→ **PROVIDED PASSAGE**:
——————

Bryant had 14 SEC titles and 6 national titles during his years as head coach.  His title at Ky is still their one and only.  Spurrier dominated during his years at Fla but nothing compared to what Bryant accomplished.  From 1971 thru 1981 Bryant lost a total of FOUR sec games!  No way Spurrier or anyone else will ever match that!

mdshehorn
mdshehorn

@MrSEC not until he actually wins something. If SC doesn't win the SEC then Spurrier can't be included with that top echelon. IMO

MrSEC
MrSEC

@phil_woodall Bryant/Spurrier was the topic of this post. Read the site on a regular basis before floating your "agenda" nonsense.

MrSEC
MrSEC

@phil_woodall I've written a million times that Saban is the best coach in the country. But he's not close to SS or PB in terms of SEC wins.

MrSEC
MrSEC

@jamiemedley Spurrier is #2 all-time in SEC wins and in SEC titles. That clearly makes him #2 on the list. I think you need to study more!

AllTideUp
AllTideUp

 @bradleygator   It's hard to compare programs from different decades, but I don't think the competition was any stiffer back in the 90s.  Saban shifted the balance of power once he got to LSU and took down Oklahoma for the title in 2003.  And don't forget he had to go through Meyer's Florida(who had won 2 of the previous 3 national titles) and Texas(national champs only 4 years earlier) on his way to winning the title for Bama in 09.  Saban hasn't had to face an in-state rival with the year to year quality of FSU in the 90s and you got to give Spurrier credit on that one, but he was only 5-8-1 against FSU in those years.

Ced Lover
Ced Lover

 @John at MrSEC In our defense (or mine), we are still in the afterglow. But this is the first I've been on the site since this weekend. But kudos and I wholeheartedly agree. I will forever be thankful to our AD, two ADs ago (Mike McGee) and Lou Holtz for somehow getting Spurrier to accept the position. Oh, and thank you for Jeremy Foley for trying to make Spurrier go through an interview process to get the job back at UF.

——————

→ **COLLECTED DATA**:
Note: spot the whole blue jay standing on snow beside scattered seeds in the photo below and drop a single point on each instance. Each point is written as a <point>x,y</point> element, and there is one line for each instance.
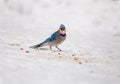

——————

→ **TASKS**:
- 1) List every username that the thread comparing SEC coaches addresses with an @ sign, counting each one once.
- 2) Continue the thread comparing SEC coaches, starting after its last sentence.

→ **EXERCISE ANSWERS**:
- 1) MrSEC, phil_woodall, jamiemedley, bradleygator, John at MrSEC

- 2)
BonzaiB
BonzaiB

 @John at MrSEC Its sports. Not much rationale that is consistent, statistics dominate the discussion, and as the old saw goes "stats lie and those who use stats....." I think Spurrier is fun to watch just because he is an anomalie. He is self centered, he can be childish, has a bit of a prankster in him, but he can be viscious. Great coach, brilliant play caller, and all of that. But he does not come across as stately. Bryant, Neyland and others come across as level headed and, well, normal. Spurrier is different. And different in sports evokes emotion.

John at MrSEC
John at MrSEC moderator

 @AllTideUp 

 

I've written on many occasions that Saban is the best coach in college football today.  He built and won titles at two programs in the toughest league in America.  He's the first coach since World War II to win titles at two different schools.

 

We're not ignoring those facts as we've written about them many times.  But this piece was about the job Spurrier has done at South Carolina and how he continues to inch closer to Bryant in terms of all-time SEC wins (though he'll never pass him).  Also, it shows how similar their careers were in many ways.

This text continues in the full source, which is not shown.